## Task brief
When you return the data, keep every line exactly as it is and leave out the pictures.

## Input data
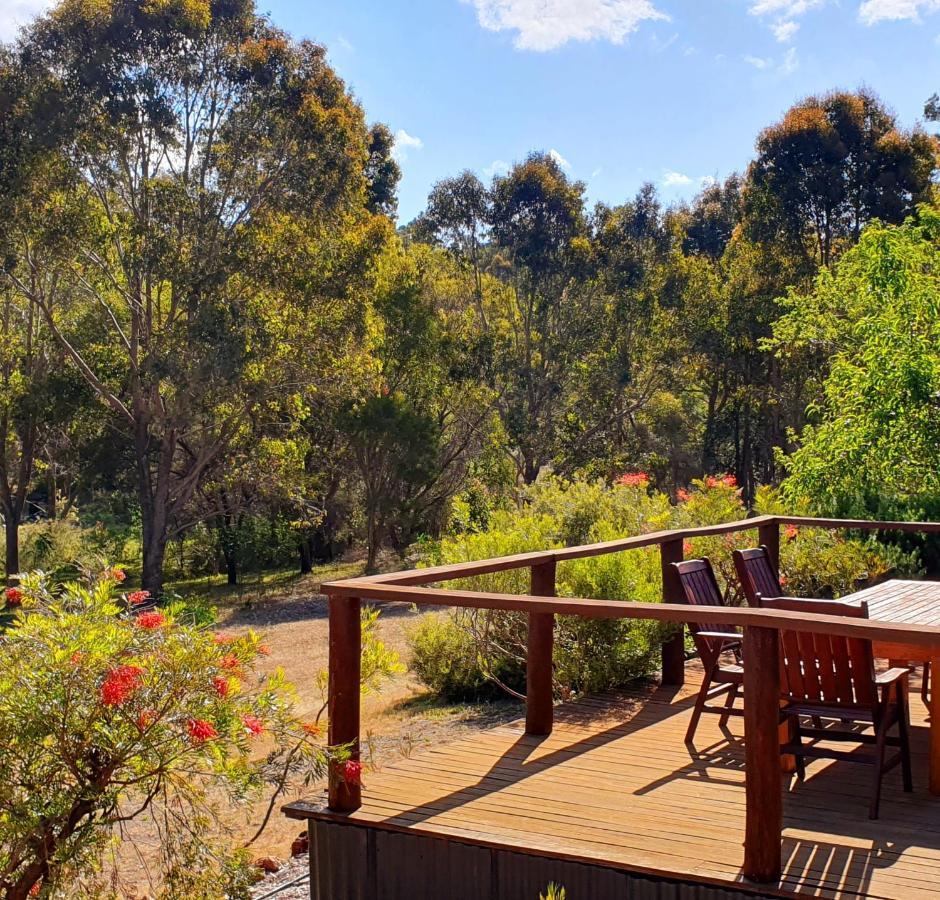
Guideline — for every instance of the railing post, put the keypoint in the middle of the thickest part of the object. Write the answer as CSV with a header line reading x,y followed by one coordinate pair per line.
x,y
541,637
768,534
673,651
345,661
764,828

## Task solution
Guideline — for every instance of the railing post, put the keypoint in the middle of the thickest part of the object. Write the answer as CSV with a header line reading x,y followed by one coordinate pair per line.
x,y
541,637
768,534
673,651
345,661
764,828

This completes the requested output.